>>>>

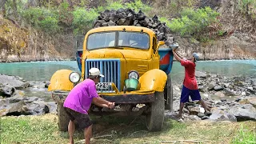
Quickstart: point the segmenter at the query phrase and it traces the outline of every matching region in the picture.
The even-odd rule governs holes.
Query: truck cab
[[[164,44],[146,27],[115,26],[92,29],[84,37],[82,49],[82,46],[78,46],[76,59],[80,71],[56,71],[49,90],[62,110],[68,92],[87,78],[90,68],[97,67],[105,75],[96,86],[98,95],[115,102],[116,106],[114,110],[102,110],[92,105],[92,113],[144,114],[149,130],[161,130],[164,110],[171,110],[173,102],[168,77],[173,54],[169,47],[160,48]],[[64,120],[65,112],[61,111],[58,110],[59,128],[63,131],[66,130],[67,122]]]

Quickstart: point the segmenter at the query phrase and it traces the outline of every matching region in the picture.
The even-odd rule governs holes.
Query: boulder
[[[234,95],[235,95],[235,93],[233,90],[230,90],[226,89],[226,88],[223,89],[223,90],[225,92],[225,95],[226,95],[226,96],[234,96]]]
[[[195,71],[195,76],[197,78],[206,78],[207,76],[207,74],[204,72]]]
[[[256,109],[251,104],[235,105],[228,112],[234,115],[238,121],[256,120]]]
[[[214,87],[214,89],[215,91],[220,91],[220,90],[223,90],[223,87],[221,86],[215,86]]]
[[[0,96],[2,97],[11,97],[14,94],[15,90],[15,88],[12,86],[0,85]]]
[[[248,102],[256,108],[256,97],[246,98]]]
[[[24,89],[29,86],[29,82],[24,82],[18,77],[0,74],[0,83],[3,86],[13,86],[15,89]]]
[[[215,86],[215,82],[211,82],[210,83],[209,83],[208,85],[208,90],[211,90],[214,88]]]
[[[200,107],[199,106],[191,107],[191,108],[189,108],[189,110],[190,110],[190,115],[198,115],[198,114],[200,113]]]
[[[212,110],[212,114],[209,118],[214,121],[237,122],[237,118],[234,115],[218,108],[214,108],[214,110]]]
[[[214,94],[214,95],[217,95],[217,96],[219,97],[219,98],[223,98],[223,97],[225,97],[225,94],[224,94],[222,92],[221,92],[221,91],[216,92],[216,93]]]

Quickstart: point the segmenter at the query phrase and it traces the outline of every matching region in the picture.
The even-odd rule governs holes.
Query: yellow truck
[[[90,114],[146,116],[150,131],[162,130],[165,110],[171,110],[173,94],[168,77],[173,64],[171,48],[162,47],[153,30],[146,27],[115,26],[94,28],[84,38],[76,55],[80,71],[60,70],[48,90],[58,102],[58,127],[67,130],[69,120],[63,102],[69,91],[97,67],[105,75],[97,85],[100,97],[116,103],[114,110],[92,105]]]

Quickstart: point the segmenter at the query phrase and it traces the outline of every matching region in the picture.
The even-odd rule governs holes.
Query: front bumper
[[[122,94],[100,95],[104,99],[115,103],[147,103],[154,101],[154,94]]]
[[[70,91],[53,91],[52,98],[57,102],[64,102],[66,98],[69,94]],[[118,94],[118,95],[105,95],[103,94],[99,95],[104,99],[115,102],[116,104],[121,103],[148,103],[154,101],[154,94]]]

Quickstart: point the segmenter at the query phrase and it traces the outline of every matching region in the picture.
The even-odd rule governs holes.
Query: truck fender
[[[158,91],[164,90],[167,80],[166,74],[158,69],[153,69],[146,72],[139,79],[140,90]]]
[[[52,90],[71,90],[74,83],[70,81],[70,74],[72,70],[60,70],[56,71],[50,78],[48,91]]]

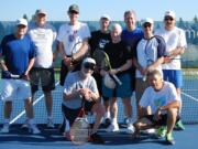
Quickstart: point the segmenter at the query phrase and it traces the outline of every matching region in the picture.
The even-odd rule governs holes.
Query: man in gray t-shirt
[[[91,76],[96,66],[94,58],[87,57],[81,63],[81,70],[72,72],[66,76],[64,84],[62,110],[64,114],[63,127],[68,127],[65,124],[73,125],[76,117],[79,115],[82,98],[85,99],[85,111],[96,114],[96,121],[91,130],[91,141],[103,143],[101,137],[97,134],[97,129],[101,124],[105,115],[105,107],[99,100],[99,93],[95,78]],[[68,123],[66,123],[68,121]],[[65,131],[66,137],[69,139],[69,130]]]

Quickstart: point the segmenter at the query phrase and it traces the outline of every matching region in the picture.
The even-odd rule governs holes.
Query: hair
[[[127,11],[124,12],[124,18],[125,18],[125,15],[128,15],[128,14],[133,14],[133,15],[134,15],[134,19],[136,20],[136,13],[135,13],[134,10],[127,10]]]
[[[154,76],[154,75],[157,75],[160,77],[162,77],[162,73],[157,70],[154,70],[154,71],[151,71],[147,73],[147,77],[151,77],[151,76]]]
[[[112,31],[113,31],[114,29],[118,29],[120,33],[122,32],[122,26],[121,26],[119,23],[113,23],[113,25],[112,25]]]

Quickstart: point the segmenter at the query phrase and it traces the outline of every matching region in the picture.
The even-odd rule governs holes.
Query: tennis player
[[[142,21],[142,30],[144,38],[138,43],[133,64],[136,67],[135,72],[135,97],[136,105],[141,99],[144,89],[148,87],[146,79],[147,72],[158,70],[162,72],[162,64],[164,63],[166,44],[164,39],[153,34],[154,21],[146,18]],[[138,116],[140,116],[140,107],[138,108]]]
[[[95,78],[91,76],[96,66],[94,58],[87,57],[81,63],[81,70],[68,73],[63,94],[62,111],[65,117],[63,127],[66,121],[72,126],[76,117],[79,115],[81,108],[81,99],[85,98],[86,113],[96,114],[96,121],[91,129],[90,141],[96,143],[103,143],[102,138],[97,134],[99,125],[101,124],[105,107],[100,104],[99,93]],[[65,131],[68,136],[69,131]]]
[[[157,137],[165,137],[167,143],[174,145],[173,128],[178,120],[180,98],[175,86],[163,81],[162,73],[157,70],[148,72],[147,79],[151,86],[145,89],[141,97],[140,107],[143,113],[134,124],[133,137],[140,137],[140,130],[160,127]],[[148,106],[151,106],[151,115],[146,113]]]
[[[1,132],[9,132],[12,100],[16,97],[24,99],[29,128],[33,134],[40,134],[34,124],[34,114],[29,83],[29,72],[35,60],[35,45],[30,36],[25,35],[28,21],[19,19],[15,22],[15,32],[6,35],[1,42],[0,56],[2,68],[3,91],[0,99],[4,102],[4,123]],[[12,75],[20,75],[20,78],[12,78]]]
[[[164,26],[156,30],[155,34],[164,38],[166,43],[166,58],[165,64],[162,65],[164,79],[172,82],[177,94],[180,97],[180,88],[183,86],[183,72],[182,72],[182,54],[184,54],[187,47],[186,35],[183,29],[176,26],[176,14],[174,11],[166,11],[164,14]],[[180,110],[182,111],[182,103]],[[184,130],[185,127],[179,120],[176,124],[176,128]]]
[[[41,79],[42,89],[45,96],[45,106],[47,111],[47,127],[54,128],[53,124],[53,97],[52,91],[55,89],[55,76],[53,68],[53,44],[56,40],[56,31],[54,26],[46,22],[47,13],[45,10],[37,10],[35,22],[29,25],[29,35],[36,46],[36,57],[33,68],[30,72],[30,77],[34,77],[31,82],[32,97],[38,89],[38,81]],[[45,81],[45,75],[41,76],[42,72],[47,71],[50,77]]]
[[[62,54],[61,85],[64,86],[68,71],[80,70],[80,60],[88,53],[90,31],[86,23],[78,21],[79,8],[72,4],[68,8],[69,22],[61,25],[57,35],[57,51]],[[74,67],[74,63],[78,63]]]
[[[111,41],[111,35],[110,35],[110,30],[109,30],[110,21],[111,19],[108,14],[102,14],[100,17],[100,30],[91,32],[91,38],[89,40],[91,55],[97,49],[103,51],[106,44],[110,43]],[[92,76],[97,81],[99,93],[102,96],[102,76],[100,75],[100,68],[97,67]],[[103,99],[103,105],[106,108],[105,125],[106,127],[108,127],[111,123],[110,103],[109,103],[109,98],[105,96],[102,96],[102,99]]]
[[[100,71],[101,75],[107,73],[116,74],[122,82],[122,85],[117,85],[116,88],[109,88],[107,85],[102,84],[102,95],[110,98],[111,103],[111,125],[109,126],[109,131],[118,131],[118,105],[117,98],[122,98],[124,110],[127,111],[130,123],[128,124],[129,132],[133,132],[133,124],[131,120],[132,113],[129,110],[131,106],[131,77],[130,67],[132,65],[132,58],[130,55],[130,47],[121,40],[122,28],[119,23],[114,23],[111,30],[111,42],[107,43],[105,46],[105,52],[109,55],[110,64],[112,70],[108,72],[105,70]]]

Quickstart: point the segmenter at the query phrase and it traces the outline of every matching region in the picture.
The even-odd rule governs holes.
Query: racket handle
[[[118,85],[122,85],[122,82],[118,78],[118,76],[116,76],[114,74],[111,76],[113,77],[113,79],[117,82]]]

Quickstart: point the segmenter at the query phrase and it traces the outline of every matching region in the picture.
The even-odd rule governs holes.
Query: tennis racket
[[[92,57],[96,60],[97,67],[99,70],[101,68],[101,70],[108,71],[112,68],[109,62],[109,56],[105,51],[100,49],[96,49],[95,52],[92,53]],[[112,74],[109,74],[109,75],[116,82],[116,84],[122,85],[122,82],[118,78],[117,75],[112,75]]]
[[[152,38],[153,39],[153,38]],[[151,40],[151,39],[150,39]],[[153,50],[148,49],[148,43],[150,43],[150,40],[147,41],[146,45],[145,45],[145,49],[144,49],[144,54],[145,54],[145,57],[146,57],[146,66],[150,66],[152,65],[155,61],[155,53]],[[145,74],[143,76],[143,81],[145,82],[146,81],[146,76],[147,74]]]
[[[29,74],[31,85],[41,85],[41,86],[51,85],[52,78],[54,78],[52,76],[54,75],[54,72],[52,71],[53,71],[52,68],[34,67]]]
[[[70,139],[75,145],[82,145],[89,140],[89,123],[85,115],[85,98],[81,97],[80,111],[70,127]]]

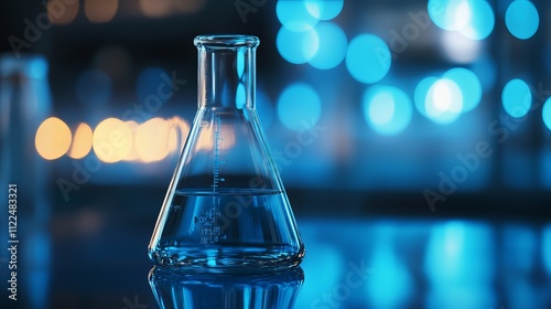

<<<<

**WHAT NEEDS TO BE DONE:** Rewrite everything from the start of the items down to the line containing "Query: truck cab", with "segmenter" replaced by "outliner" and nothing else changed. Leave the pictures out of your answer.

**OUTPUT FOR THIS EXERCISE:**
Quickstart: point the outliner at the query phrase and it traces the outline of every matching region in the picture.
The even-odd rule governs holes.
Query: truck cab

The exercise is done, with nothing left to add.